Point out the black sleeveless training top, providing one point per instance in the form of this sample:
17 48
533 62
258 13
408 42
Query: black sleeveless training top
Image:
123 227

What is expected: Rewrite the lines above as a numbered list, leaving out any blank lines.

Response:
1. Point out the black sleeveless training top, providing one point per instance in the form of this sample:
2. 17 48
3. 533 62
4. 258 13
5. 408 42
6. Query: black sleeveless training top
7. Image:
8. 123 227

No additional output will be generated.